### Material for the task

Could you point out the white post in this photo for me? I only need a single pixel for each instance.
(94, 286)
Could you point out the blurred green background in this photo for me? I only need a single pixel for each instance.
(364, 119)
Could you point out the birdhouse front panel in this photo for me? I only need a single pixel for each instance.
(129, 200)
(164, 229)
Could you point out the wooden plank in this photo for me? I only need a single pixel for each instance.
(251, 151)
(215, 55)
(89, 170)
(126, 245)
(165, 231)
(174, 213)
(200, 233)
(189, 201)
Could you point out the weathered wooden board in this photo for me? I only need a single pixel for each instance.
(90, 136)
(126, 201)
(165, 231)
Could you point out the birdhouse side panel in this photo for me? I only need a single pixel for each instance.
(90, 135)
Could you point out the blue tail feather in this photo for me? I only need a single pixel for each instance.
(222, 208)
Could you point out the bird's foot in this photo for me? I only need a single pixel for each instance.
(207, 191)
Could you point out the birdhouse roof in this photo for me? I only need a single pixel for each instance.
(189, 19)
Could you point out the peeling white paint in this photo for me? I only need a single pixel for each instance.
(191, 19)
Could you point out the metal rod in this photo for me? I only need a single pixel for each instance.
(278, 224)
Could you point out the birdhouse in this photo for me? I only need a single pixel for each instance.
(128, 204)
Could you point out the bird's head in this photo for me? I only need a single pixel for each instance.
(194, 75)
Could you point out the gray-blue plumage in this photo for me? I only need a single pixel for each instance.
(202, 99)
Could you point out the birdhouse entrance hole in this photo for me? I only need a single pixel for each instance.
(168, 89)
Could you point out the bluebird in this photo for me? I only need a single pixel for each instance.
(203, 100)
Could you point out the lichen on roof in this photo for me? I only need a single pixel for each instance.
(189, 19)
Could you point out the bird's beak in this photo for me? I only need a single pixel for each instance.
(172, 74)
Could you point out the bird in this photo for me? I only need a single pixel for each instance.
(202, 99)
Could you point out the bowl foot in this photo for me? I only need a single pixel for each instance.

### Your instructions
Rewrite all of the records above, substituting "single point" for "single pixel" wherever it occurs and keeping everything else the same.

### Exercise output
Could you point out the white post in this photo for me? I only need a single point for each instance.
(94, 286)
Could you point out the blurred green background in this photo for me? I only need a single point for each instance.
(364, 119)
Could you point out the birdhouse front panel in this photo for me? I only need a single point for each instance.
(129, 200)
(164, 229)
Could you point out the wooden plank in this photo for me? I only need a single point for each instance.
(251, 151)
(215, 55)
(89, 170)
(126, 245)
(165, 231)
(174, 213)
(200, 233)
(189, 201)
Could you point out the weathered wooden board in this photo for me? I only need a single point for each instance.
(90, 136)
(126, 201)
(165, 231)
Could you point out the birdhouse side panel in this photo for me? I only need a single point for each instance.
(90, 135)
Could you point out the blue tail feather in this photo for me? I only need a single point for each instance.
(222, 208)
Could you point out the bird's foot in this photo for me? I only need a single point for each instance.
(207, 191)
Could you point out the birdhouse roof in this photo for me? I only need a single point for each instance.
(189, 19)
Could you point out the peeling white paint in this photo for me? I only need a single point for each instance.
(191, 19)
Could you point out the metal rod in this photo for me? I only need a single point for each instance.
(278, 224)
Could you point out the birdhouse in this photo for me? I only need a single point for each instance.
(128, 204)
Could you point out the bird's head in this photo for me? I only need a single point for each instance.
(194, 75)
Could you point out the gray-blue plumage in this photo for me? I only need a single point for each instance.
(202, 99)
Could you point out the birdhouse entrance hole in this photo for me? I only need a single point for each instance.
(168, 89)
Could you point out the bluebird in this photo for me? I only need a single point for each instance.
(203, 100)
Could you point out the lichen on roof in this photo for me? I only need a single point for each instance.
(189, 19)
Could you point out the bird's beak in this photo for me? I only need a single point for each instance.
(172, 74)
Could you point out the bird in this photo for me? I only need a single point for each instance.
(202, 99)
Could you point out the bowl foot in this photo for me? I only need a single point for each instance.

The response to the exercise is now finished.